------ Extrait
Avenue de Clichy : comment en est-on arrivé là ?

Depuis 1978, la situation n'a fait que se dégrader !

On le sait, la nostalgie n’est plus ce qu’elle était. Pourtant, beaucoup vous diront que l’avenue de Clichy connut des jours meilleurs. On ne remontera pas aux années 1863–1875 quand, au café Guerbois (n°9) se réunissaient les peintres impressionnistes et Zola, ou quand le restaurant Jouanne (n°8) attirait le tout-Paris pour ses tripes à la mode de Caen. Mais au moins évoquons ce que fut l’avenue de Clichy jusqu’aux années 1970. Clichy, terre de contrastes, dans la mouvance du « Montmartre-Pigalle où l’on s’amuse » mais aussi artère principale d’un quartier où les habitants trouvaient les commerces dont ils avaient besoin : vêtements de qualité, belle maroquinerie, charcuterie, crèmerie...

 

Dans l’annuaire téléphonique de 1978, nous relevons les noms de quelques uns de ces commerces entre la place et La Fourche :

au 6, Valentin, roi de l’imperméable

au 7, Pipes Guyot

au 12 ter, Librairie de l’avenue

au 13, Paris Voyage, maroquinerie

au 19, Le Roi du Bouton, spécialiste à la renommée nationale de tous les boutons

au 20, Cochet, pâtissier-traiteur, fermé en 2002

au 20, Etam, lingerie

au 23, Pronuptia de Paris, le spé- cialiste du mariage,

au 36, Vely, foie gras, truffes, réceptions à domicile, fournisseur, dit-on, de l’Elysée

au 62, librairie France Loisirs.

D’une belle crèmerie 1900, il ne reste que le plafond en verre peint ; pour le découvrir, entrez dans un bazar !

Tous ces commerces ont disparu en quelques années.

Le sentiment général s’accorde pour déplorer la lente descente en enfer de l’avenue de Clichy. Parmi de nombreux autres facteurs, la transformation de son appareil commercial, au cours des années 70-80, y a largement contribué.
------------
------ Données fournies
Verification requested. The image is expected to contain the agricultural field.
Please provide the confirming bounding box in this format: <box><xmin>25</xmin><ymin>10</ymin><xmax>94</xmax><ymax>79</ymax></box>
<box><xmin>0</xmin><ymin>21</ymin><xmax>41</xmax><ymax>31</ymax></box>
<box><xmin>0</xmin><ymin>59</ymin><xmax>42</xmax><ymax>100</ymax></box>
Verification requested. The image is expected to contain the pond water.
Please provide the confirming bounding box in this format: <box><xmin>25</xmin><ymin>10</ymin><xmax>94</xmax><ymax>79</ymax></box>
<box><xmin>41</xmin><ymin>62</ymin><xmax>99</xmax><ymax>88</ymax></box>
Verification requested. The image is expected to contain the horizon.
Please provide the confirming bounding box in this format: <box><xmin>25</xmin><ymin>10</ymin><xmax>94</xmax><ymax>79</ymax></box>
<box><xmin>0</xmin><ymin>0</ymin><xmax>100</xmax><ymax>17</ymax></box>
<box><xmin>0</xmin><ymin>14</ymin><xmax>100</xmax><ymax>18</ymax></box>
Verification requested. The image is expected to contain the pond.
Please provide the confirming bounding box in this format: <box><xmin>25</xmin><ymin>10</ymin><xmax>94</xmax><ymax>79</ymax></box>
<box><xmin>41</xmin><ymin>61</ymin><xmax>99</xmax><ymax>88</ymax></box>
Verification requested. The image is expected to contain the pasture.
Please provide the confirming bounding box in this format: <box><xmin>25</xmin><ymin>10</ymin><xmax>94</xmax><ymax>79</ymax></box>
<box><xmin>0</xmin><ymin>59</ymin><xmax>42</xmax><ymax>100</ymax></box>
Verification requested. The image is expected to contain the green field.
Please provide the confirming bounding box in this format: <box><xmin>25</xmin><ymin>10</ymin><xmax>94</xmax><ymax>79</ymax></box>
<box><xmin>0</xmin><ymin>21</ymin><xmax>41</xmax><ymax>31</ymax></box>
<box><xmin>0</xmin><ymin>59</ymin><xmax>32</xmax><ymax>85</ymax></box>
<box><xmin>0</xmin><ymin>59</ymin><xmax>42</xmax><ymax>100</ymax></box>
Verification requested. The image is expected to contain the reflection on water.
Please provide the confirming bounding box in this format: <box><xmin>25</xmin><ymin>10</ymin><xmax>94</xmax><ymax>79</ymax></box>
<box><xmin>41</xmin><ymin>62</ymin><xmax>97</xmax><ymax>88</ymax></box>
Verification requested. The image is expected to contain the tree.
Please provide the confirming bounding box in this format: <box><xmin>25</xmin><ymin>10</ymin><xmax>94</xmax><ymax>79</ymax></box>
------------
Consigne A -> Relevez, dans l'extrait consacré à l'avenue de Clichy, tous les commerces de l'annuaire de 1978 installés à un numéro impair, en indiquant chaque fois ce numéro.
Consigne B -> Poursuivez l'extrait sur l'avenue de Clichy à partir de sa dernière phrase.

Réponse A ->
au 7, Pipes Guyot
au 13, Paris Voyage
au 19, Le Roi du Bouton
au 23, Pronuptia de Paris

Réponse B ->
Tout semble avoir brutalement basculé au début des années 80. Des fripiers (vêtements d’occasion) remplacent d’anciens commerces, parfois sans en ôter l’enseigne, détruisent la vitrine au mépris de la sécurité des clients et envahissent presque toujours le trottoir par des étalages illégaux. Des « sandwicheries » et autres avale-vite ouvrent dans la foulée, installant sur le trottoir vitrine de brochettes et viande hachée, à l’hygiène approximative. Suivent les bazars et les « tout à 10 F » : même processus, même apparence, même comportement, même mépris de l’environnement, même mépris des lois et règlements, même absence de réaction des autorités (service municipal chargé du contrôle des étalages, police nationale) et même absence de résultats.

Comment peut-on ainsi expliquer que l’ex-Grande Rue des Batignolles, renommée pour ses cafés, restaurants et boutiques, ait chuté si bas en trente années à peine ?

 

1La crise économique d’après 1975 ouvre un boulevard (une avenue ?) aux produits très bon marché. Car, malgré la crise, on consomme toujours mais des produits bas de gamme importés par les bazars, des vêtements d’occasion à bas prix (ne nous trompons pas, l’essentiel de la clientèle des friperies, ce n’est pas le bourgeois branché mais le client dés- argenté qui, lui, n’a pas le choix).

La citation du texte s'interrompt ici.